→ RECORDED INFORMATION

..............................

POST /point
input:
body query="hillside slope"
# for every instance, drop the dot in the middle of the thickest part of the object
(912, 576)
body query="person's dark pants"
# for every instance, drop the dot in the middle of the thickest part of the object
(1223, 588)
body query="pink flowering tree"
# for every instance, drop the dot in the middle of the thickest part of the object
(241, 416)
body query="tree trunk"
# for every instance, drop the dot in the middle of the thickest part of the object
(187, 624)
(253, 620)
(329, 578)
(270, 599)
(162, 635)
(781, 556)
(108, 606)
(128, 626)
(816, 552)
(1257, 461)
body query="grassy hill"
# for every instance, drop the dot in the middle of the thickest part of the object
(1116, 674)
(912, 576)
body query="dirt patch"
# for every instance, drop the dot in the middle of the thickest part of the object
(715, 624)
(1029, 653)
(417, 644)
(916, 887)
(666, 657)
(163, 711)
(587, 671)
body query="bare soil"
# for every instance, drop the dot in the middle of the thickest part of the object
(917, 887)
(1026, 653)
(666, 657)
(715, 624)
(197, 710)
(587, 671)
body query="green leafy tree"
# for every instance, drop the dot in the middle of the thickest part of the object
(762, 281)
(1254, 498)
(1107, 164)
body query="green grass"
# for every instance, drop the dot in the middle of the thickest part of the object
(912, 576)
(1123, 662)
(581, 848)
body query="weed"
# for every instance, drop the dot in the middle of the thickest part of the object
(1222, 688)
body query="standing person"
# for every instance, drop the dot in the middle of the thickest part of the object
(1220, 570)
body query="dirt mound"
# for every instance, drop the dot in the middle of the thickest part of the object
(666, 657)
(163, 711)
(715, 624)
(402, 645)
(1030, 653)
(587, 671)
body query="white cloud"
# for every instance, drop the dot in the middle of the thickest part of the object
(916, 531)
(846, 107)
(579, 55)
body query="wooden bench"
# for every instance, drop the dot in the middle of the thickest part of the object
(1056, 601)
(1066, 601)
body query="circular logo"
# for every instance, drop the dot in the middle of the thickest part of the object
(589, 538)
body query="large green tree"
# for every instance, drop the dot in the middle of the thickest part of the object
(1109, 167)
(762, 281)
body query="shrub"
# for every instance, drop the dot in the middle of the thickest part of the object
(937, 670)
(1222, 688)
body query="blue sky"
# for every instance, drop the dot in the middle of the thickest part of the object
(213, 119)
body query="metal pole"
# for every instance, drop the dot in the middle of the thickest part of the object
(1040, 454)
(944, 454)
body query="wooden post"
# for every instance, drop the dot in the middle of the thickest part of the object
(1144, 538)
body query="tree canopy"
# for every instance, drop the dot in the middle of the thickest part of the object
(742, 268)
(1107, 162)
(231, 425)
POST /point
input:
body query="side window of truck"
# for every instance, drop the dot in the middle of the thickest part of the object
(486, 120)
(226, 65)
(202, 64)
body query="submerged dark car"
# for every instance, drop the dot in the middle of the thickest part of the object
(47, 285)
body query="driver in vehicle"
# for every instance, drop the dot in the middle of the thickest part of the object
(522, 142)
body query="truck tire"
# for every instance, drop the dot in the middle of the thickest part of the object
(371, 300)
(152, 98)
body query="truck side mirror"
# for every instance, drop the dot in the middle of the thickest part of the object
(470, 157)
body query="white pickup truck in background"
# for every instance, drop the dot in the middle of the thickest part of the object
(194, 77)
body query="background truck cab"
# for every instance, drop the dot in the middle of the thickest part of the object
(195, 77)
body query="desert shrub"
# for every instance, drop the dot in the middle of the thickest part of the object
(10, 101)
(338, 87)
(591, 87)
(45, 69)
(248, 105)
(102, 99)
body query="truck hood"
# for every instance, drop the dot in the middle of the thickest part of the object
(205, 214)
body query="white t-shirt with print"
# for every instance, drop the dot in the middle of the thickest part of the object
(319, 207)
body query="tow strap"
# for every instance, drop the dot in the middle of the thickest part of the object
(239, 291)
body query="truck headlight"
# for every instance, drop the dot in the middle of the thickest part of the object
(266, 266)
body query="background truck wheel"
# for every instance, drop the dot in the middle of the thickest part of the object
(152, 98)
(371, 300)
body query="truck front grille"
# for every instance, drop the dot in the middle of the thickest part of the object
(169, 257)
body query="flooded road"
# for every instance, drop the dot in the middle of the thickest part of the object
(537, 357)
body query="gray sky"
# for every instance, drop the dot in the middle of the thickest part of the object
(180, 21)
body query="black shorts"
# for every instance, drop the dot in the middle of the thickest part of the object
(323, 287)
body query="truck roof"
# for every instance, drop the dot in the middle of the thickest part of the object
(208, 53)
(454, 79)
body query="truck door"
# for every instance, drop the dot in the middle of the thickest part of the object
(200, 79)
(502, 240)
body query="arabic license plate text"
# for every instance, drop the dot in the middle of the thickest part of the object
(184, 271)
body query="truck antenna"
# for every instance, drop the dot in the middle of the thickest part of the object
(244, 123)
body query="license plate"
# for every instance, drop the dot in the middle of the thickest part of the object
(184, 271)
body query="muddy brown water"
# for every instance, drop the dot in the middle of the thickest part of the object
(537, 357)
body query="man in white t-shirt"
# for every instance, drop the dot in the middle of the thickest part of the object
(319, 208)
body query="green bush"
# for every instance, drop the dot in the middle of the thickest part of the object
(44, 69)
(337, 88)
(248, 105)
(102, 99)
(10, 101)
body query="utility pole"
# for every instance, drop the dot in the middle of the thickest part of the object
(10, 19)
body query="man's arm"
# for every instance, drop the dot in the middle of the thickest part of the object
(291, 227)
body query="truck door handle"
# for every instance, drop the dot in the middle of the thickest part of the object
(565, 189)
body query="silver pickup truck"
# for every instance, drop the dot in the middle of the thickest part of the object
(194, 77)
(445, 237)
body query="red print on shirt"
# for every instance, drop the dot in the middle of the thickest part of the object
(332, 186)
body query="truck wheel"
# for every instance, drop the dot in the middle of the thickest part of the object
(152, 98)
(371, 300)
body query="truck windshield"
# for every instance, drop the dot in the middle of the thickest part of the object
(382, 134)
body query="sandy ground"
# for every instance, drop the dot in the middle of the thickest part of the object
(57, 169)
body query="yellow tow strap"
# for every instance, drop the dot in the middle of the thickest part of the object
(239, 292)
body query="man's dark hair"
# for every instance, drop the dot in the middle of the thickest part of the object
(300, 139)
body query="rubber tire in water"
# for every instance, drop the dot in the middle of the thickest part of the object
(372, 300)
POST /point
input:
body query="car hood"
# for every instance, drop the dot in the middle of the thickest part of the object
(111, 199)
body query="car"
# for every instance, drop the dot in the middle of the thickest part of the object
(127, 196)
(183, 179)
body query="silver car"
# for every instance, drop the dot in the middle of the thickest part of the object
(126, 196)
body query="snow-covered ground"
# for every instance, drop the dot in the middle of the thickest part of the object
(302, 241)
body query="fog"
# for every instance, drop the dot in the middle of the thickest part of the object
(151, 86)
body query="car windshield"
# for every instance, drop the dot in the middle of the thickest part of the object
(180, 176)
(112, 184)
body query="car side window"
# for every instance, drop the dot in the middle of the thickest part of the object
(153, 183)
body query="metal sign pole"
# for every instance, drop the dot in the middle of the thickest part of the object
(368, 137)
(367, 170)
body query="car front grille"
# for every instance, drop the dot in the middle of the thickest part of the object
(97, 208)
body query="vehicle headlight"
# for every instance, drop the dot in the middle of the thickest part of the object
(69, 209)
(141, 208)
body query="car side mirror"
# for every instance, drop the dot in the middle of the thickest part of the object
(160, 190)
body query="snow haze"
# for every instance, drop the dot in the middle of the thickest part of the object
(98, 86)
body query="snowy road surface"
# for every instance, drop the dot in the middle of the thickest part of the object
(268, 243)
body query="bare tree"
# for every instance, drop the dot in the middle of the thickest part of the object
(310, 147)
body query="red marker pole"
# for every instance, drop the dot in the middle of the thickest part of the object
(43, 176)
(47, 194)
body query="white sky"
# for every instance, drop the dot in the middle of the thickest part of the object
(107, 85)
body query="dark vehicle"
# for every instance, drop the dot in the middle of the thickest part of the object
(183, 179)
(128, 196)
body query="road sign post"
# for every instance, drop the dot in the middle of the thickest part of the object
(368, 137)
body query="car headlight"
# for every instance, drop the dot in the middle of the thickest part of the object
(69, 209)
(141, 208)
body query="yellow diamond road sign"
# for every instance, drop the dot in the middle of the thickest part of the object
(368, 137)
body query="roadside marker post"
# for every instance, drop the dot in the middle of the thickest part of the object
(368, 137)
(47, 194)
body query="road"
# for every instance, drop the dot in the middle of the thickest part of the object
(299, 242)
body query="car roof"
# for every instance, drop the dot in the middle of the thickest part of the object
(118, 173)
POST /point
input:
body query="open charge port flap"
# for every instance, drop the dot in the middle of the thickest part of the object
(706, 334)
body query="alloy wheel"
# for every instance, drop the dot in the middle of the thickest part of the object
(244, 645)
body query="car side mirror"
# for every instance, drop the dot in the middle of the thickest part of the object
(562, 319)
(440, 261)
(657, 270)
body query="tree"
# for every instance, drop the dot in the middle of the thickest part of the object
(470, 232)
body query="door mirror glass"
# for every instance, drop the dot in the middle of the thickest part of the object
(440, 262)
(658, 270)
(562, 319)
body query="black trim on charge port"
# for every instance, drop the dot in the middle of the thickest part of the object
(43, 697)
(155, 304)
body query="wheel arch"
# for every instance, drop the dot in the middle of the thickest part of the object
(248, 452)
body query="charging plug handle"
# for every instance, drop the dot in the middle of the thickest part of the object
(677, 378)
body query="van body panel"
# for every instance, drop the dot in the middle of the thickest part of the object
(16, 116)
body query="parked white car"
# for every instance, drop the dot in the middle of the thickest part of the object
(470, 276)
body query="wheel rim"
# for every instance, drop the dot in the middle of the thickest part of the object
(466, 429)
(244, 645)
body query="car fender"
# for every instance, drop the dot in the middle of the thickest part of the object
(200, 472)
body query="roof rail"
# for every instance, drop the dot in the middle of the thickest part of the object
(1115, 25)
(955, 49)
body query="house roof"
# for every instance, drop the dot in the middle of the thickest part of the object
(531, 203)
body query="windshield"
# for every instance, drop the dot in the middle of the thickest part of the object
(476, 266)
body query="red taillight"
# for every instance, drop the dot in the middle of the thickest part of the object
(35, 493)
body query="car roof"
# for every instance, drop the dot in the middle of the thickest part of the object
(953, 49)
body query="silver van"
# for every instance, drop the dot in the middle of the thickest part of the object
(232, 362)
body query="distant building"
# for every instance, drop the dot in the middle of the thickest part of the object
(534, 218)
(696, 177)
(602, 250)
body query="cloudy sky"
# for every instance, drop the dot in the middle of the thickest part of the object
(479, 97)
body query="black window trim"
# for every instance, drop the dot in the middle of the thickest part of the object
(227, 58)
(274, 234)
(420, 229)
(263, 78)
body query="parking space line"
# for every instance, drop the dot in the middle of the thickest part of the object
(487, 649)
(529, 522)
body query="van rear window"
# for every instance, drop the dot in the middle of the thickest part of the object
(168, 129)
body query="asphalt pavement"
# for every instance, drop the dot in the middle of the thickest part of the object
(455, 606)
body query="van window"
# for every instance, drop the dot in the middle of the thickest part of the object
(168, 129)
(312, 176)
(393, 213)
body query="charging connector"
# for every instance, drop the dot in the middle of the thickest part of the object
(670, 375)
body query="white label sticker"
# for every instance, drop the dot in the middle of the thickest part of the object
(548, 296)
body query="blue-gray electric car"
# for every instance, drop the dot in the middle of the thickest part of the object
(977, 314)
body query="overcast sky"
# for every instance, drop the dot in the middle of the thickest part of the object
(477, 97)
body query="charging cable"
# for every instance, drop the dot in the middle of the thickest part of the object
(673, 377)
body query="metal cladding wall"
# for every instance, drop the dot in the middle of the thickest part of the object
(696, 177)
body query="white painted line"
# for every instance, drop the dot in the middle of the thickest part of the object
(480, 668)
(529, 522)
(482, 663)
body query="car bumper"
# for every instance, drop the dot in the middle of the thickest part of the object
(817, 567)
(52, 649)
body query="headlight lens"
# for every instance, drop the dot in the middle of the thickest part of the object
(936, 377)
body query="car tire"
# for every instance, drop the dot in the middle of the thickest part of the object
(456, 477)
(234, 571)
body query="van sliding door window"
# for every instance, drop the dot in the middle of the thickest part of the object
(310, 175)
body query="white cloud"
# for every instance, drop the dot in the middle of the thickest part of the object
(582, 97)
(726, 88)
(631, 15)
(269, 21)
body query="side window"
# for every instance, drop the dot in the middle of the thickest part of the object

..............................

Return every line in the rows above that contains the word "roof", matching its case exactly.

body query="truck roof"
body query="car roof"
body query="roof rail"
body query="house roof"
body query="car roof"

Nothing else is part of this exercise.